WRITTEN EXERCISE — Pick out each line of the rows below that contains the string "target", treating uppercase and lowercase as different.

═══ DATA FOR THIS EXERCISE

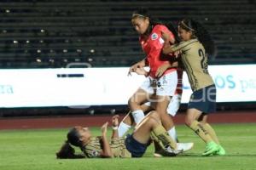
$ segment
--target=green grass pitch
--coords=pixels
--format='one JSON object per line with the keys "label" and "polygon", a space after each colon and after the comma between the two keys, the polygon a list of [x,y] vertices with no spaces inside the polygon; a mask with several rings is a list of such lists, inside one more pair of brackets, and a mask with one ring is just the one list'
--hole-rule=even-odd
{"label": "green grass pitch", "polygon": [[[224,156],[201,156],[204,143],[184,125],[177,126],[179,140],[194,142],[194,148],[186,154],[164,158],[153,157],[154,148],[150,146],[143,158],[58,160],[55,153],[65,140],[67,129],[0,131],[0,170],[256,169],[255,123],[212,127],[226,150]],[[91,130],[100,134],[99,128]]]}

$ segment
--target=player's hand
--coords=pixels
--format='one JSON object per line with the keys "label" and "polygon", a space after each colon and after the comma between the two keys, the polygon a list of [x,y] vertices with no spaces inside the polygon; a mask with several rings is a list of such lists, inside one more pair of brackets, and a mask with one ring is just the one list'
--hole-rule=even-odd
{"label": "player's hand", "polygon": [[180,57],[181,54],[182,54],[182,52],[180,50],[174,52],[174,55],[175,55],[176,58]]}
{"label": "player's hand", "polygon": [[128,76],[131,76],[131,72],[135,72],[137,67],[138,67],[137,64],[135,64],[135,65],[131,65],[129,68]]}
{"label": "player's hand", "polygon": [[137,75],[144,75],[145,76],[148,76],[148,72],[147,71],[145,71],[145,69],[143,67],[139,67],[139,68],[137,68],[135,72],[137,74]]}
{"label": "player's hand", "polygon": [[160,77],[164,74],[164,72],[169,68],[169,66],[170,65],[168,64],[163,64],[162,65],[160,65],[155,72],[155,76]]}
{"label": "player's hand", "polygon": [[112,126],[113,127],[118,127],[119,126],[119,115],[115,115],[112,117]]}
{"label": "player's hand", "polygon": [[108,125],[108,122],[105,122],[102,127],[102,136],[107,135]]}
{"label": "player's hand", "polygon": [[161,38],[166,42],[170,42],[170,35],[166,32],[161,31]]}

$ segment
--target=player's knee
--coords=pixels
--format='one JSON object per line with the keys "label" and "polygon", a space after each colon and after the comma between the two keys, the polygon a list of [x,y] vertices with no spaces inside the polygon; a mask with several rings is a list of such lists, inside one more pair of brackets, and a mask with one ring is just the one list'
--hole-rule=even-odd
{"label": "player's knee", "polygon": [[159,116],[159,114],[156,111],[150,111],[149,113],[149,116],[151,116],[152,118],[154,118],[155,120],[160,120],[160,117]]}

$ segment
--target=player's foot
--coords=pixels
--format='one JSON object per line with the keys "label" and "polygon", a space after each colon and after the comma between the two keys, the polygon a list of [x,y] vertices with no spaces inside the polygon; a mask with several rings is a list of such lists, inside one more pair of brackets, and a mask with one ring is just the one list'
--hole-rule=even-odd
{"label": "player's foot", "polygon": [[212,141],[207,144],[206,151],[202,153],[202,156],[212,156],[219,150],[219,145]]}
{"label": "player's foot", "polygon": [[218,150],[214,152],[213,155],[215,155],[215,156],[224,156],[224,155],[226,155],[225,150],[220,144],[218,144],[218,148],[219,148]]}
{"label": "player's foot", "polygon": [[166,150],[173,154],[180,154],[191,150],[194,146],[194,143],[177,143],[177,150],[172,149],[170,146],[166,148]]}
{"label": "player's foot", "polygon": [[194,146],[194,143],[177,143],[176,154],[183,153],[191,150]]}
{"label": "player's foot", "polygon": [[162,148],[157,150],[154,151],[154,157],[163,157],[163,156],[175,156],[176,154],[173,153],[173,152],[169,152],[167,151],[167,149],[166,150],[164,150]]}

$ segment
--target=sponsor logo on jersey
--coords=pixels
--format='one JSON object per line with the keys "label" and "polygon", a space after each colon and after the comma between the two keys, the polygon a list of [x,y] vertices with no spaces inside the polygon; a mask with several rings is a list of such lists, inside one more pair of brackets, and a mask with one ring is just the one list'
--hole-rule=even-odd
{"label": "sponsor logo on jersey", "polygon": [[157,38],[158,38],[157,33],[153,33],[153,34],[151,35],[151,39],[152,39],[152,40],[156,40]]}

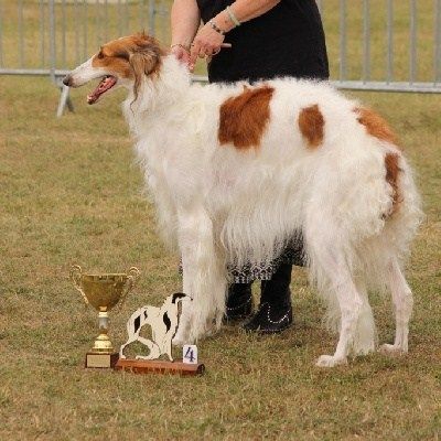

══════

THE OUTPUT —
--target=green grass pitch
--target=player's hand
--target=player's knee
--target=player's foot
--target=sponsor logo on jersey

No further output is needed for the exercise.